Your goal - Render the stretch of the records from the line containing "Expected behaviour: mark a point on the grass, one" through the line containing "[[8, 190], [25, 186]]" as a numbered list, one line per item, with blank lines omitted.
****************************************
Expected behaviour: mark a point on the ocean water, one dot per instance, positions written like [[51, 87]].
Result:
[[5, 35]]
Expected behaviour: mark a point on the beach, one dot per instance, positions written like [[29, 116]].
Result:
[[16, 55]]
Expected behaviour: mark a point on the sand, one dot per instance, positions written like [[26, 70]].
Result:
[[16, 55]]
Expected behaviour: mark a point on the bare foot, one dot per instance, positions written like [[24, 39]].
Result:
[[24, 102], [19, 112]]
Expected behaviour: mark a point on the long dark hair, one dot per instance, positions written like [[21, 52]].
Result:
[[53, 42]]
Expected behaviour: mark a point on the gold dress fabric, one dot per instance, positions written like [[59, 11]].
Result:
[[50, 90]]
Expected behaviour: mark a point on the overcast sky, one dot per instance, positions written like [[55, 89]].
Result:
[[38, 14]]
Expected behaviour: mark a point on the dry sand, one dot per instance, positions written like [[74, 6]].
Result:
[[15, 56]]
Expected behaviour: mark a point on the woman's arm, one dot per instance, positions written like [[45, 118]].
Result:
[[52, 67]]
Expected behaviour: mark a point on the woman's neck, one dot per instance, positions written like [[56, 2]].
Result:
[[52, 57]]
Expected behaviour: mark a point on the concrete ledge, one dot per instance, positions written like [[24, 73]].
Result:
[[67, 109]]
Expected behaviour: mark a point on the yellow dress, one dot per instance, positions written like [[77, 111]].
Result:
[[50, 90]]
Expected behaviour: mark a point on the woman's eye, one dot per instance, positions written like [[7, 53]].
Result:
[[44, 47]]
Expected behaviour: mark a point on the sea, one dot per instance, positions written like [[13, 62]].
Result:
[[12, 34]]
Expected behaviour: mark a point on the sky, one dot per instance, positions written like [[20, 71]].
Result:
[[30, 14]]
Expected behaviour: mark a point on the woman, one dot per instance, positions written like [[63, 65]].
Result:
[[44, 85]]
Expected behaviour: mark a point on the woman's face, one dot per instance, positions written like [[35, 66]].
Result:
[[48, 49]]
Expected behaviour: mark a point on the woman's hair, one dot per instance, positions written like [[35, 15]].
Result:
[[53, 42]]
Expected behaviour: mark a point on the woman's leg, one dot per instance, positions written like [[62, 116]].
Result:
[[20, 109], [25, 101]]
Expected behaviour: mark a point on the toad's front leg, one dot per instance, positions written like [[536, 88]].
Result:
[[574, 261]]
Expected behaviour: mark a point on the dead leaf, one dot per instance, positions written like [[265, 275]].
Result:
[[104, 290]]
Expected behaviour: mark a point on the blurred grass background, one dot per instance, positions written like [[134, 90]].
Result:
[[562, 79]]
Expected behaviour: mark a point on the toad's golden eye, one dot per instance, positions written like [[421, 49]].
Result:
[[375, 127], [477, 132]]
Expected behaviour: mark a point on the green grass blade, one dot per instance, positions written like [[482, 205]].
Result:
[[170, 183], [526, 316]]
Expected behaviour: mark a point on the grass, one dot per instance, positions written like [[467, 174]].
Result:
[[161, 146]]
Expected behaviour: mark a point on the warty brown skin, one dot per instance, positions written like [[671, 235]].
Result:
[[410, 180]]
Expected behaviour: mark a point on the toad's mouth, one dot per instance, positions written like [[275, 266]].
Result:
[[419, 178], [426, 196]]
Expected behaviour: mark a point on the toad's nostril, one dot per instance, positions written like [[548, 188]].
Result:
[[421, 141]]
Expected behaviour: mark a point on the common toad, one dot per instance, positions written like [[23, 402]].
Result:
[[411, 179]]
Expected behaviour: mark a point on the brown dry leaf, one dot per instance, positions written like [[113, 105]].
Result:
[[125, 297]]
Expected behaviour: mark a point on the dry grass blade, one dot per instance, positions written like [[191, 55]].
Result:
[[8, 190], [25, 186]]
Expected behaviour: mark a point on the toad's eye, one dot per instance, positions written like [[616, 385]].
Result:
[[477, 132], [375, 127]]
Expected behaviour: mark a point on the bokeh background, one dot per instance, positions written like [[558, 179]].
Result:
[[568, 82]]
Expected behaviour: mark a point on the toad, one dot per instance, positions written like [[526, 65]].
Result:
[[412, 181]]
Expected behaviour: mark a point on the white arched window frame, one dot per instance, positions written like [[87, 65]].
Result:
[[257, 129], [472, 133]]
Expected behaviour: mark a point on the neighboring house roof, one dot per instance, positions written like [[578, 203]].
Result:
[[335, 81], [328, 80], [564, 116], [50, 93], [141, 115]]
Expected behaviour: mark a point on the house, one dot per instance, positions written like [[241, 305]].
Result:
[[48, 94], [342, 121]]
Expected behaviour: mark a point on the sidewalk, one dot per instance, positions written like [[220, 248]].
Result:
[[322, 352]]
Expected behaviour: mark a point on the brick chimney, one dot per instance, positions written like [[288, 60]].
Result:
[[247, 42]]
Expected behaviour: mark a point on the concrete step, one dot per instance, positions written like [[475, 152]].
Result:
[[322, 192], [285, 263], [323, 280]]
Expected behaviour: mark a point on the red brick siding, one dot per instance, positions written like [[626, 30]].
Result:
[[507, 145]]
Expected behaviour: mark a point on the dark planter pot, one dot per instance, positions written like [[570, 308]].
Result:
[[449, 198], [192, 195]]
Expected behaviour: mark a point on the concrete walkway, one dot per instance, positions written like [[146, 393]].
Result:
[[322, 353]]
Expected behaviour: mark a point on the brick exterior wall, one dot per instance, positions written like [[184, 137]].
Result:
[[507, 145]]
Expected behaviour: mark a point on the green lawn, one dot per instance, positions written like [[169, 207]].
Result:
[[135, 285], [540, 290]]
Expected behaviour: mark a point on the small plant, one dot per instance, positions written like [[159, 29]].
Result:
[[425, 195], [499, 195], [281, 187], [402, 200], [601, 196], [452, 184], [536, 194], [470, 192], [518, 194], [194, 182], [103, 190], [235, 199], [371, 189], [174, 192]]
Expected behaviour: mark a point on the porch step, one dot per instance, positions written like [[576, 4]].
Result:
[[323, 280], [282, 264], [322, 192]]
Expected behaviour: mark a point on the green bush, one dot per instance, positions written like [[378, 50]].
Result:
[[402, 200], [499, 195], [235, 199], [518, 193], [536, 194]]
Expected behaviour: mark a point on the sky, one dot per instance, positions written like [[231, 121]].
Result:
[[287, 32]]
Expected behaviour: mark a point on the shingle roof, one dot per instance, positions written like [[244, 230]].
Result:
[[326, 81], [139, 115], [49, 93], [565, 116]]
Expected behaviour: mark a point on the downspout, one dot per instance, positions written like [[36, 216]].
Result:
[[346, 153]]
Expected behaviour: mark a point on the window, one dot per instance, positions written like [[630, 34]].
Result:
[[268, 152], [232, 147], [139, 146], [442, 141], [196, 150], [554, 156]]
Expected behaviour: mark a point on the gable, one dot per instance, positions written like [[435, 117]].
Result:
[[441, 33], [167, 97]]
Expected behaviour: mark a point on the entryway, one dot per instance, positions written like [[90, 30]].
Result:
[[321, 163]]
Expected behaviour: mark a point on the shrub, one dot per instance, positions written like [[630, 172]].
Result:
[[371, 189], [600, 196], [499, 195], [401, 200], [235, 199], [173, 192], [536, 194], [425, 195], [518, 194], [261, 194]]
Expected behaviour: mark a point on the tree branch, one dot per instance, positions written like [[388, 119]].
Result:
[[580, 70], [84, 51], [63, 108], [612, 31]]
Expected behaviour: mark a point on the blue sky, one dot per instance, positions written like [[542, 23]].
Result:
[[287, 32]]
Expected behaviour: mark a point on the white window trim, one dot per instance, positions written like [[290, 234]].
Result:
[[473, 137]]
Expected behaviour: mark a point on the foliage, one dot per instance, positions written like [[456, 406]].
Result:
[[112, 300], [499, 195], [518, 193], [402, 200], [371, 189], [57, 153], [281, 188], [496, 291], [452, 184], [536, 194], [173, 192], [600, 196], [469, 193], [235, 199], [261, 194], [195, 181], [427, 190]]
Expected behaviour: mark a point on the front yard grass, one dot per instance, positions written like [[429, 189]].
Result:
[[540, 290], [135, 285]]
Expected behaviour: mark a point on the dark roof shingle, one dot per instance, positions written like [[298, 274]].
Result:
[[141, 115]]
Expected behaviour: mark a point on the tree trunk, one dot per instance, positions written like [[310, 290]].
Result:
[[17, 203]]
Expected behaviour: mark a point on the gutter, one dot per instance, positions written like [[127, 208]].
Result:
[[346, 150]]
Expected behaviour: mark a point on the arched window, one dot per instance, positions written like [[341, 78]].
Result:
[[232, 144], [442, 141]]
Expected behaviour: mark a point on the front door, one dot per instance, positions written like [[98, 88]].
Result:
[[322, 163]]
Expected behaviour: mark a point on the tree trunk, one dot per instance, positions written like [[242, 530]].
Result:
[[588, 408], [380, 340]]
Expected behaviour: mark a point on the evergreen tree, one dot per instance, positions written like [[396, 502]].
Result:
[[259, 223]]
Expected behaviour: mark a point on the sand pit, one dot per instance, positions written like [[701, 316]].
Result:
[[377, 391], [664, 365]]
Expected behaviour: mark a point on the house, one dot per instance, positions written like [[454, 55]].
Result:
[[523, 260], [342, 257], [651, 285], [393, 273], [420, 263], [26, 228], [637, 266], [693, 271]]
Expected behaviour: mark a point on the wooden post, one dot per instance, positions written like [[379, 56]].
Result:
****************************************
Expected answer -
1. Expected behaviour: mark a point on the grass, one dot per instance, positions written like [[467, 174]].
2. Result:
3. [[161, 146]]
4. Expected behaviour: mark a point on the warty brown skin, one dot per instance, positions written like [[671, 235]].
5. Result:
6. [[410, 180]]
7. Expected behaviour: mark a point on the toad's mouth, one dot per instance, positions written like [[275, 266]].
8. Result:
9. [[419, 178], [426, 196]]
10. Expected behaviour: mark a point on the toad's nostril, one dot per instance, positions written like [[548, 188]].
11. Result:
12. [[421, 141]]
13. Expected behaviour: mark a point on the common toad, one dot per instance, positions written like [[23, 402]].
14. Result:
15. [[411, 179]]
16. Expected behaviour: mark a point on the brown dry leaf, one dot per instance, positions written like [[113, 105]].
17. Result:
18. [[125, 297]]
19. Expected behaviour: mark a point on the dry grass blade, one dot per instance, positions written like [[191, 55]].
20. Result:
21. [[8, 190], [25, 186]]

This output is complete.